» **Source extract**:
■ ■ ■ ■
Proof. Say that P is determined by c when [c]P or [c]~P, and let n be a bounded nest with bound b. By the axiom of choice, we can assume that P is well-ordered. If n is not a point then let P be the first proposition in the well-ordering which is not determined by b, then by lemma 3 there is a d<b with [d]P or [d]~P, so (n union {d}) is a bounded nest which determines a superset of the propositions determined by n. By induction, the limit of this construction is a nest which determines every proposition in P. QED.

The boundedness condition is necessary; the lemma is not true for arbitrary nests, as shown by this example: an infinite nest which straddles a choice point

This is the well-known example of the interval-endpoint when a light switches off [Allen&Hayes89]. Note that although every context in the nest has subcontexts c and d with [c]P and [d]~P, so satisfying the TLA, and the whole construction satisfies the supplementation axiom 6, nevertheless the center chain of subcontexts is itself a nest which avoids these cases and so fails to determine P. The construction in the proof of the lemma cannot generate this nest, of course.

Since the singleton set of any context is a bounded nest, Lemma 4 can be re-stated as: any context has a point inside it.

Points – in fact, nests generally – are transparent to conjunction, like contexts:

Lemma 5. (n)(P & Q) iff (n)P and (n)Q

Proof. If (n)(P & Q) then for some c in n, [c](P & Q), so [c]P and [c]Q, so (n)P and (n)Q. If (n)P and (n)Q, then for c, d in u, [c]P and [d]Q, and either d<c or c<d. Assume c<d; then [c]P & [c]Q by a4, so [c](P & Q) by a1; so (u)(P & Q); and similarly if d<c. QED.
■ ■ ■ ■
» **Goal a**: Revise the excerpt on nests and points starting at "Since the singleton" and ending at "if d<c. QED.", putting "disjunction" wherever "conjunction" occurs.
The text above and the records that follow have no connection to each other.
■ ■ ■ ■
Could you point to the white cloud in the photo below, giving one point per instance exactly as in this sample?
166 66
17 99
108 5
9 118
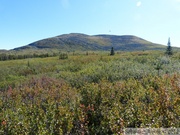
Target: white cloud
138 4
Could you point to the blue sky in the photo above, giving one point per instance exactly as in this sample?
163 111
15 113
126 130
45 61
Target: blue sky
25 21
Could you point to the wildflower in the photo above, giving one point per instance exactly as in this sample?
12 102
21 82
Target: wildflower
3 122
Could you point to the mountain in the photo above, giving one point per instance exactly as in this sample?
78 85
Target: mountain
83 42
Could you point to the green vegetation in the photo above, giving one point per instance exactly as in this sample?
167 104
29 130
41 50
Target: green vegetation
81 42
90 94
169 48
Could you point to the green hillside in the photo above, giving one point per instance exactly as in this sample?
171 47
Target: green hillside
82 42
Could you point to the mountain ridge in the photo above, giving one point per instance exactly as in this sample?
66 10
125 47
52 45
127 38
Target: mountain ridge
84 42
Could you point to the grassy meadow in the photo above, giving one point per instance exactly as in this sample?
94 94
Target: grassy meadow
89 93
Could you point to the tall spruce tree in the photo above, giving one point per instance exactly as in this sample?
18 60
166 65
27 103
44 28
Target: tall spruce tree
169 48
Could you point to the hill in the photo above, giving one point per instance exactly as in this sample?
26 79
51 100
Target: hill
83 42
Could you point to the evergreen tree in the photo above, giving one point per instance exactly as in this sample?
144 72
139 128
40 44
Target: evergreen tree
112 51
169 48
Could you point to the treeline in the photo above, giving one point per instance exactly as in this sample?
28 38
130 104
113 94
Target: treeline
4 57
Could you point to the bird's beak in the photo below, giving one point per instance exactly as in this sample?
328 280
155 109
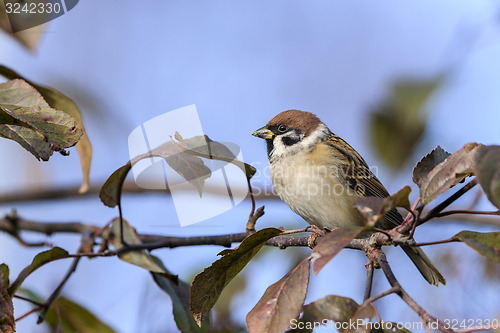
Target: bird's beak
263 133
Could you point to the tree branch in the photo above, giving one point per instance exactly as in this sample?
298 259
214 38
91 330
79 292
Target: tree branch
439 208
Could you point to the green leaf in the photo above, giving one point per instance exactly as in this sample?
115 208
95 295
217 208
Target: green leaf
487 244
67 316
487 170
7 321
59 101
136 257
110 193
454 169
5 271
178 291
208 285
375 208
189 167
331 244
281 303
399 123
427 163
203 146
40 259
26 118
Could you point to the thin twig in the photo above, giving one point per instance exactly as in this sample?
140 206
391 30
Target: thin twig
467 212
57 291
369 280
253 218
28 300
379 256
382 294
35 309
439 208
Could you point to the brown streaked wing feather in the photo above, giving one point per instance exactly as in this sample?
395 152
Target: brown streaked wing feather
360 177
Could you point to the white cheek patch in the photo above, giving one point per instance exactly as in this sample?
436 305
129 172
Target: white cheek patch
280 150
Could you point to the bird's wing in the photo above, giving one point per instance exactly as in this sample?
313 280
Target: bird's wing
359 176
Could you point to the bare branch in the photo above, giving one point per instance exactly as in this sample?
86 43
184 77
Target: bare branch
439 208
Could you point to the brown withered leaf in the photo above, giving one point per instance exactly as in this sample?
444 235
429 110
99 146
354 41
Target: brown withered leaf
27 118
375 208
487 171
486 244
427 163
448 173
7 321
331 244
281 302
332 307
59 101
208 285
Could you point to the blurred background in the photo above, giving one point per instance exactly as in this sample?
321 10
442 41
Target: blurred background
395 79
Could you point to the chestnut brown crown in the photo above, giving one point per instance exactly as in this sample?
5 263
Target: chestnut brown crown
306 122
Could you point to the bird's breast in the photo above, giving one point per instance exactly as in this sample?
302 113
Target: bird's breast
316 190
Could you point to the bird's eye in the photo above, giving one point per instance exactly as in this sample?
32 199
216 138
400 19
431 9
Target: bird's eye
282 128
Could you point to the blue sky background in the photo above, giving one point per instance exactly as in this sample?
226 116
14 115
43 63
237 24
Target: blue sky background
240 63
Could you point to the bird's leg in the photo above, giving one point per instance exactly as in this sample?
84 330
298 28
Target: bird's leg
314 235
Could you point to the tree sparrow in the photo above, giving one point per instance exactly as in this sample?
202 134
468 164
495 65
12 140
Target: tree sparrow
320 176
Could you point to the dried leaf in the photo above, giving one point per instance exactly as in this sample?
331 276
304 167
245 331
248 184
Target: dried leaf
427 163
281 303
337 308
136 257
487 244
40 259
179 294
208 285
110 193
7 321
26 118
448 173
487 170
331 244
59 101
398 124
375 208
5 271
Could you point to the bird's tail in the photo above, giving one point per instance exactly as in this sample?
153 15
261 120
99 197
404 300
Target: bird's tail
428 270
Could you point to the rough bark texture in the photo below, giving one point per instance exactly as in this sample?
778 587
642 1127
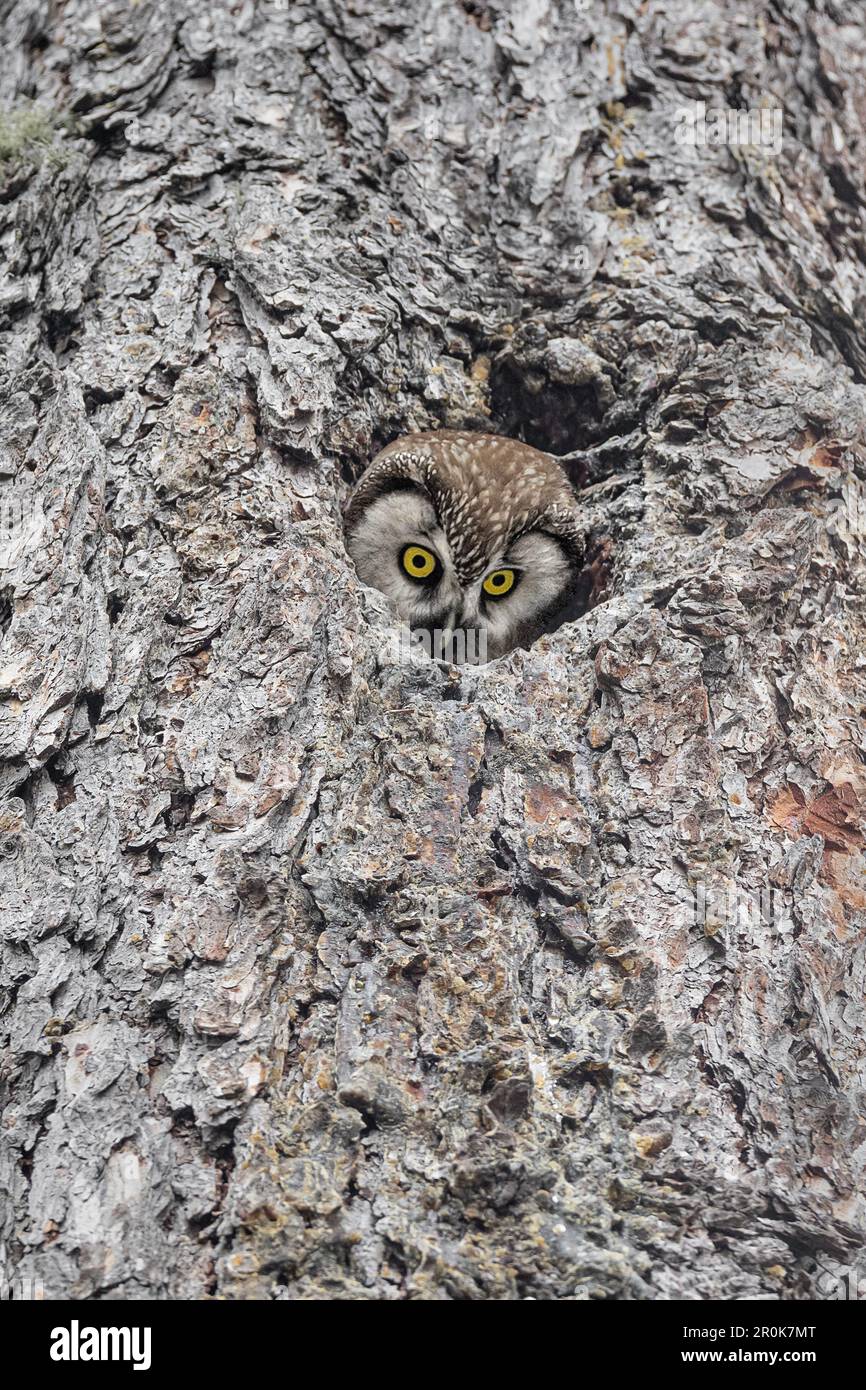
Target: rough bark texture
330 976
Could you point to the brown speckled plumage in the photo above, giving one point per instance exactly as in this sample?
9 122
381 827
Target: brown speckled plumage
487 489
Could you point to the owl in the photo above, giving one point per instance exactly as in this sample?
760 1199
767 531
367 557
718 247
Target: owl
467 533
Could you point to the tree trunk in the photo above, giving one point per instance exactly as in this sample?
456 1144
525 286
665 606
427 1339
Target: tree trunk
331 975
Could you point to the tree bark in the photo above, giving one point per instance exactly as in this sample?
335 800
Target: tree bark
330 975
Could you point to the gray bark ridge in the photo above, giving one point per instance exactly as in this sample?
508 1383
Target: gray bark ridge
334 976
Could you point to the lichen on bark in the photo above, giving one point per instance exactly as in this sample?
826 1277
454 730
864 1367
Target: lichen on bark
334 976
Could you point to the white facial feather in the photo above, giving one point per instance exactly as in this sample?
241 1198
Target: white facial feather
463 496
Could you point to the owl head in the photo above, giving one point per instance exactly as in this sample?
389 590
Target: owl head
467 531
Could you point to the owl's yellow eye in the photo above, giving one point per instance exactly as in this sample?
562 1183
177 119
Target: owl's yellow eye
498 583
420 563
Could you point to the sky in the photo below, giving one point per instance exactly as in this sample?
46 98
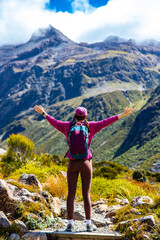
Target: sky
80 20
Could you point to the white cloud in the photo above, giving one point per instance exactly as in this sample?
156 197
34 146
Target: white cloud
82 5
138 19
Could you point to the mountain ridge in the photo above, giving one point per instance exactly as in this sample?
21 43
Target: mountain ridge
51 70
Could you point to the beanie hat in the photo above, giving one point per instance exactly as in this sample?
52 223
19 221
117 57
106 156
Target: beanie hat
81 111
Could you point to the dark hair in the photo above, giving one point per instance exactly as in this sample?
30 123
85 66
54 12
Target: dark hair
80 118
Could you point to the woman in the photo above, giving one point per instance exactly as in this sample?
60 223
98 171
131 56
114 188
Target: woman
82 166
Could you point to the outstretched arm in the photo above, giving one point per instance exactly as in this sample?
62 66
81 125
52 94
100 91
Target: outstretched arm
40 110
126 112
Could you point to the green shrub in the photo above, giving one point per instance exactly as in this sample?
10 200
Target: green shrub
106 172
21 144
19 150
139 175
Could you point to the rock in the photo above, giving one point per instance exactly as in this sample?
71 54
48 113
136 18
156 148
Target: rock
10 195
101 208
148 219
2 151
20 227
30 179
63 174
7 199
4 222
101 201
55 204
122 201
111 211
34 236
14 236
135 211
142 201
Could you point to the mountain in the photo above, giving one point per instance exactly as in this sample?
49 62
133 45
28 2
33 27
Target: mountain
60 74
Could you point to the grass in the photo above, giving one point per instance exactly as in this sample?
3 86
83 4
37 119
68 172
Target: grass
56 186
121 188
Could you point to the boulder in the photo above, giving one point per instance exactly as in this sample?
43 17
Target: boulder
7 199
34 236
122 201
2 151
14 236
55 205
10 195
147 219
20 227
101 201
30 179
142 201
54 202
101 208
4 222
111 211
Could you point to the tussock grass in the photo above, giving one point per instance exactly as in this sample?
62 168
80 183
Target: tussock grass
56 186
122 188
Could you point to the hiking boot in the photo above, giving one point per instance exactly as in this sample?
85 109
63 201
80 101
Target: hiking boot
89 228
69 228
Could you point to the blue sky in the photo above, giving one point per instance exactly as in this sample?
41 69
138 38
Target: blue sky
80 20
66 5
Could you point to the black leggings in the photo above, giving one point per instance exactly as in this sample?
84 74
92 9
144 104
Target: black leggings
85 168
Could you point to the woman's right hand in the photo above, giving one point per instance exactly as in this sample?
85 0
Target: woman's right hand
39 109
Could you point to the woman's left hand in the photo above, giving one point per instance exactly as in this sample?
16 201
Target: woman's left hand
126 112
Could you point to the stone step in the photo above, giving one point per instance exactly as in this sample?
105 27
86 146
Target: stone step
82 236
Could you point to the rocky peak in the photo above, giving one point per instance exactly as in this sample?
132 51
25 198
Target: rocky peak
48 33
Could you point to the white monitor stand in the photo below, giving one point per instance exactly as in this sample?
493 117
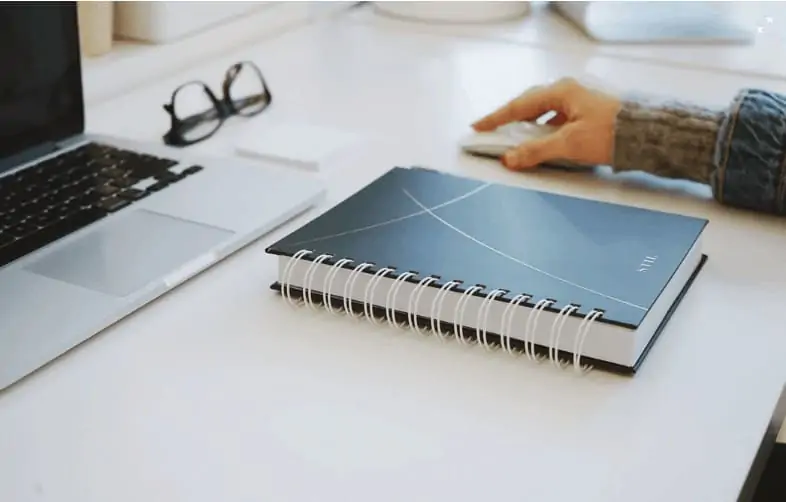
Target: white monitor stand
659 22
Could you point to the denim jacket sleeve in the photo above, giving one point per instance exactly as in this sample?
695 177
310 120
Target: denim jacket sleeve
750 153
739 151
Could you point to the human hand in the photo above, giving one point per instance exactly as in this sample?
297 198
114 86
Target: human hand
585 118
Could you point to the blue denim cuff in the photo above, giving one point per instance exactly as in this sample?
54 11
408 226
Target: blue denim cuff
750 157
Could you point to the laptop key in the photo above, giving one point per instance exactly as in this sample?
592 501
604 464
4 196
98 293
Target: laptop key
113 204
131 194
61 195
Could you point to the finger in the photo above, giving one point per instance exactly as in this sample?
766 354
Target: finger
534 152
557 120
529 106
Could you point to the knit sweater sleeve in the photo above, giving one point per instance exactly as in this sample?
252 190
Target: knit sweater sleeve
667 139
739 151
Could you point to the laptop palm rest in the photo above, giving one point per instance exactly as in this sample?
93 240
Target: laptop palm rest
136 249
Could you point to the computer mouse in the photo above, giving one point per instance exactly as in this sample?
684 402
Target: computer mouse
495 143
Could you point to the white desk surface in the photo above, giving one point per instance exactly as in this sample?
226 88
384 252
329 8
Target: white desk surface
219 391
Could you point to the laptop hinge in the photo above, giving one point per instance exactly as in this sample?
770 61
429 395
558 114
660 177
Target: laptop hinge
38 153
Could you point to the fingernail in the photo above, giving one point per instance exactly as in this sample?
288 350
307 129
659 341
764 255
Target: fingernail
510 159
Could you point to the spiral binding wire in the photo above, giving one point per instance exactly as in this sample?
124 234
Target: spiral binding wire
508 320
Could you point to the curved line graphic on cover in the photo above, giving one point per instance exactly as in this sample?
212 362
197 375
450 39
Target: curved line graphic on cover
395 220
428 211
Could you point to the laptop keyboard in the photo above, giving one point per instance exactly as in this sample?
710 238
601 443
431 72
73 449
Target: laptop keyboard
■ ■ ■ ■
» **Goal b**: Count the lines of the records that contain the string "bare", and give only that number.

» **Correct answer a**:
Since the singleton set of any context is a bounded nest, Lemma 4 can be re-stated as: any context has a point inside it.

Points – in fact, nests generally – are transparent to disjunction, like contexts:

Lemma 5. (n)(P & Q) iff (n)P and (n)Q

Proof. If (n)(P & Q) then for some c in n, [c](P & Q), so [c]P and [c]Q, so (n)P and (n)Q. If (n)P and (n)Q, then for c, d in u, [c]P and [d]Q, and either d<c or c<d. Assume c<d; then [c]P & [c]Q by a4, so [c](P & Q) by a1; so (u)(P & Q); and similarly if d<c. QED.

» **Correct answer b**: 2